All right, the gig is up. Let's all pack up our bags, donate Huntsman Hall to the English Department and transfer to the College.

I'm talking, of course, about the Blanchflower-Oswald study.

Two economists, Dartmouth University's David Blanchflower and the University of Warwick's Andrew Oswald, surveyed 16,000 people on their levels of sexual activity and happiness and compared their responses to their income. Their findings, published by the National Bureau of Economic Research, indicate that -- not surprisingly -- people who have more sex claim to live happier lives, and that money does not bring them as much happiness as sex does.

If this is so, then why not get rich and, as a result, get sex? After all, people with more money have more sex; look at Donald Trump.

Not so: Blanchflower and Oswald found no correlation between the frequency of sex and income level. More money does not mean more sex.

So why, then, are we in Wharton?

Of course, sex is not the only thing that makes us happy, but it surely does take up a large chunk of the happiness pie. Blanchflower and Oswald found that sex mattered so much to people's happiness levels that they estimated that increasing intercourse from once a month to once a week was equivalent, in terms of happiness, to earning $50,000 more per year for the average American. Just think of the present value of that annuity!

Assuming that the $50,000 figure is true, let us examine two scenarios.

First, let's say that I can't wait to graduate from Wharton and go to work 90 hours per week, living in a cockroach-infested apartment on New York's West Side, working for an investment bank. My salary? I'm in a negotiations class, so I negotiated a fine $70,000 starting salary for my first year because, Mr. Sachs, I am worth your time. But I am so busy looking at the exciting charts that I have no time for sex, and I am too scared to talk to the nice lady on the street corner. So no sex for me.

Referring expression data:
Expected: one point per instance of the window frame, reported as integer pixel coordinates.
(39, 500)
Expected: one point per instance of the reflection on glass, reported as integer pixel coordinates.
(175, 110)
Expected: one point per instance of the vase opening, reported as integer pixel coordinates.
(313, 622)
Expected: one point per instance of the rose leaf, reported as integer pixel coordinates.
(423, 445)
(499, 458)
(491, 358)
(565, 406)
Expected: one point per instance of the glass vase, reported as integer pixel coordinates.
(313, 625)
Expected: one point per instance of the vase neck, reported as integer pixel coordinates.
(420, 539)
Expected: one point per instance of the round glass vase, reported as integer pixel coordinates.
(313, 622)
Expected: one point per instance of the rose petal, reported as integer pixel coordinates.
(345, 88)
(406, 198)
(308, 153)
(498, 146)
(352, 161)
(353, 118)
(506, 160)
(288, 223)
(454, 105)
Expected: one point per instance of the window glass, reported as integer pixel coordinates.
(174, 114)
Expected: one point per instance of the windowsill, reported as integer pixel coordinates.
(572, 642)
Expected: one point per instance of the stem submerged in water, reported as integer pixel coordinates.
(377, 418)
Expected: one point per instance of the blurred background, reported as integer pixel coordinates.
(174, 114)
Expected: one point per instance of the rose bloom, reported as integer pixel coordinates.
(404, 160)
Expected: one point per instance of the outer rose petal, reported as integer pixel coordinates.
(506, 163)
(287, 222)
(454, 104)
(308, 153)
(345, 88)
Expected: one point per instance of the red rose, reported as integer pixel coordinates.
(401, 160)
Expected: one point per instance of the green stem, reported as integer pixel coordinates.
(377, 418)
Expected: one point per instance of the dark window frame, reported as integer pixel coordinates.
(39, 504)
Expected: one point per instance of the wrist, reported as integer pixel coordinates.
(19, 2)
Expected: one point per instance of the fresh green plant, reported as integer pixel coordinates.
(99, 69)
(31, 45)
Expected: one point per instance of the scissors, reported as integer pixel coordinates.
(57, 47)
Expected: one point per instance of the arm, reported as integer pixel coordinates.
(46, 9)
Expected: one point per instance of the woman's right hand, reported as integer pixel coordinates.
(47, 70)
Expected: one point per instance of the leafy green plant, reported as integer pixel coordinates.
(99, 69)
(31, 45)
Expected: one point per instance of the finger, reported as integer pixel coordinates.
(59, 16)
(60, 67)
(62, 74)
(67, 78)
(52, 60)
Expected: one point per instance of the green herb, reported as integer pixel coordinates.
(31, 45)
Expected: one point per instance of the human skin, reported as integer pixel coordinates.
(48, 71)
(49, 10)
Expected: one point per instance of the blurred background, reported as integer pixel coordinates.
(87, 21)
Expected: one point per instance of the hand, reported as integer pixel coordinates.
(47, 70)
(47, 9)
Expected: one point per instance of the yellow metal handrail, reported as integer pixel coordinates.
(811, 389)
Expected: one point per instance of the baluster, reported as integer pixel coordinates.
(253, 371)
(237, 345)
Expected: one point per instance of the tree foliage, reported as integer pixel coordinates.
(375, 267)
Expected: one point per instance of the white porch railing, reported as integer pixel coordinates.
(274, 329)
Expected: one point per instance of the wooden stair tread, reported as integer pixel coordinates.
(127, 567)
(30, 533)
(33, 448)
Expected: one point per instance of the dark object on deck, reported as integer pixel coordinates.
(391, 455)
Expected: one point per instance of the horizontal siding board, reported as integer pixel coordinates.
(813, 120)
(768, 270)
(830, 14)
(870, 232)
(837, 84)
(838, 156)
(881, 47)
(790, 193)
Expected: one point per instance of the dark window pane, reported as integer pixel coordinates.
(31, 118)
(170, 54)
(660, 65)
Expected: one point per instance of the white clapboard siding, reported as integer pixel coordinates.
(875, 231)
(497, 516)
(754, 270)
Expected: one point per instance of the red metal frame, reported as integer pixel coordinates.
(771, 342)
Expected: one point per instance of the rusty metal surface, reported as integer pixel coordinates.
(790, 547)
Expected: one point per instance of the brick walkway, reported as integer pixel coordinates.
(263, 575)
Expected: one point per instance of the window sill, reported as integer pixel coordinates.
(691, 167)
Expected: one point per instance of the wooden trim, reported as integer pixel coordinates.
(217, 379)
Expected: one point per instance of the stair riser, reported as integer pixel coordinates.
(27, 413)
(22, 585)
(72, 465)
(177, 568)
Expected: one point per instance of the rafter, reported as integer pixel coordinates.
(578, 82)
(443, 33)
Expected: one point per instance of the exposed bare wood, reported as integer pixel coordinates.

What to work on:
Set down everything in the column on the Blanchflower-Oswald study above, from "So why, then, are" down to "of that annuity!", with no changes.

Answer section:
So why, then, are we in Wharton?

Of course, sex is not the only thing that makes us happy, but it surely does take up a large chunk of the happiness pie. Blanchflower and Oswald found that sex mattered so much to people's happiness levels that they estimated that increasing intercourse from once a month to once a week was equivalent, in terms of happiness, to earning $50,000 more per year for the average American. Just think of the present value of that annuity!